Text section:
►
Garmin adds RUCKING Support (weighted hiking)
via @Jw, ty
Garmin is about to add a Rucking Sport Profile to select sports devices with additional analyses in the Garmin Connect app.
Garmin Rucking – The Details
Garmin will soon support rucking by introducing a dedicated sports profile in its watches, making tracking progress easier with added pack weight. Ruckers (is that a word?) can now manually add the weight of their pack, allowing them to monitor its impact on their overall fitness metrics without altering other activity stats. With the new rucking profile, Garmin users can track basic metrics like distance and pace and how pack weight influences their endurance and muscle strength over time. As far as I know, no other brand supports rucking.
Adding pack weight to hikes is a potentially good way to increase difficulty and improve fitness, and Garmin’s new feature will help users track this more precisely. The Garmin device records the total weight of your pack and its contents so users can observe how pack weight affects their training metrics and identify trends. With these updates, Garmin enables ruckers to get more out of each session, using data-driven insights to enhance strength and cardiovascular health.
◄
Dataset content:
►
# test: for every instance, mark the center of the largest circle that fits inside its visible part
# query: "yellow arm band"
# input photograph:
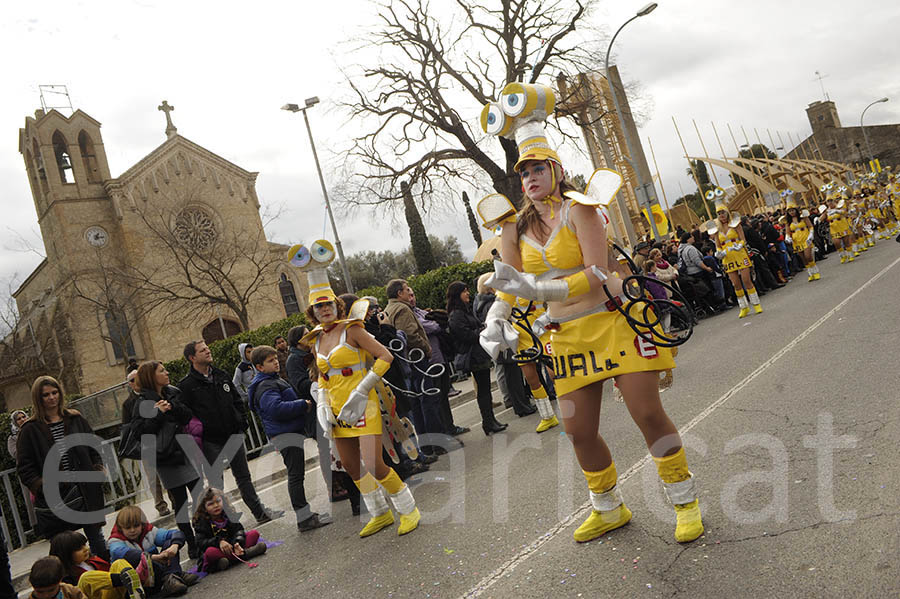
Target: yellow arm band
(578, 284)
(380, 367)
(509, 299)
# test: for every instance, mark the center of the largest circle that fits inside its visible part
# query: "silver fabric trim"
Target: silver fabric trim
(544, 408)
(681, 492)
(375, 502)
(403, 500)
(610, 500)
(595, 310)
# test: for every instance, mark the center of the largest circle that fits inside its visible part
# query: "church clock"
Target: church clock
(96, 236)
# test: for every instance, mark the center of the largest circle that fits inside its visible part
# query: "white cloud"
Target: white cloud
(228, 66)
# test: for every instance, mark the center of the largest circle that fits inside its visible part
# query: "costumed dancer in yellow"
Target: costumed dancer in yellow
(591, 340)
(839, 225)
(351, 363)
(800, 228)
(731, 249)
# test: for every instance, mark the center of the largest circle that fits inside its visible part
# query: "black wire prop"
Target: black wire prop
(647, 325)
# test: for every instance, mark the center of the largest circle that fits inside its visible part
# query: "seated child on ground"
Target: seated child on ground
(97, 578)
(220, 541)
(133, 538)
(46, 580)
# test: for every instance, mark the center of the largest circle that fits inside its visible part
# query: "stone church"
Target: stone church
(171, 250)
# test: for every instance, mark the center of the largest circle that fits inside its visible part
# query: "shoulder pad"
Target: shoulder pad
(495, 209)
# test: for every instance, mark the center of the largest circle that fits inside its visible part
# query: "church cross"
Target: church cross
(171, 130)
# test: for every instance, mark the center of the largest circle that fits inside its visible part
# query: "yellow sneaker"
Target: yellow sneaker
(377, 523)
(689, 524)
(408, 522)
(599, 523)
(547, 424)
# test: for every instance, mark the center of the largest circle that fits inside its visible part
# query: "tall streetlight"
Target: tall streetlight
(641, 190)
(310, 102)
(865, 136)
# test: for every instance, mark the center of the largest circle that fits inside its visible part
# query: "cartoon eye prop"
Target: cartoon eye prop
(322, 251)
(493, 121)
(513, 104)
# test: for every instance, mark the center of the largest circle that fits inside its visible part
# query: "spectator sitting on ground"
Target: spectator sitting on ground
(152, 551)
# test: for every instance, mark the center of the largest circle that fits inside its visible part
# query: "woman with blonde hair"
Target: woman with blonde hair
(49, 428)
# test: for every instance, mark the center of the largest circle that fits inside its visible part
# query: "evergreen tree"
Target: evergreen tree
(473, 224)
(418, 238)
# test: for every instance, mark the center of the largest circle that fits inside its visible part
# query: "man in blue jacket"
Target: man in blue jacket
(284, 417)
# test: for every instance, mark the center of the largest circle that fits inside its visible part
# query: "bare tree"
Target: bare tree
(436, 68)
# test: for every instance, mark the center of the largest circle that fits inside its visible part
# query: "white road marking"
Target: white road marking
(513, 562)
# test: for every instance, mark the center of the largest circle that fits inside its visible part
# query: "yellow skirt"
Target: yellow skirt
(735, 261)
(369, 424)
(601, 346)
(839, 229)
(800, 244)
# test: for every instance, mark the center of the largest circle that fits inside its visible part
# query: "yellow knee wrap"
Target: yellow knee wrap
(391, 483)
(602, 481)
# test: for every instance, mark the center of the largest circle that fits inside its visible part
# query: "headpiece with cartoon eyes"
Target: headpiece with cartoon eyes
(314, 260)
(717, 196)
(520, 114)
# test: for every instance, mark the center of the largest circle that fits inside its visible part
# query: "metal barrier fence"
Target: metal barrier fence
(125, 480)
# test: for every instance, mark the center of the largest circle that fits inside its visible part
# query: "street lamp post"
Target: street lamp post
◄
Written instruction:
Update the Garmin rucking text, starting with "Garmin adds RUCKING" and going on through "brand supports rucking.", so that "backpack weight" stands wherever "pack weight" appears.

Completed task:
Garmin adds RUCKING Support (weighted hiking)
via @Jw, ty
Garmin is about to add a Rucking Sport Profile to select sports devices with additional analyses in the Garmin Connect app.
Garmin Rucking – The Details
Garmin will soon support rucking by introducing a dedicated sports profile in its watches, making tracking progress easier with added backpack weight. Ruckers (is that a word?) can now manually add the weight of their pack, allowing them to monitor its impact on their overall fitness metrics without altering other activity stats. With the new rucking profile, Garmin users can track basic metrics like distance and pace and how backpack weight influences their endurance and muscle strength over time. As far as I know, no other brand supports rucking.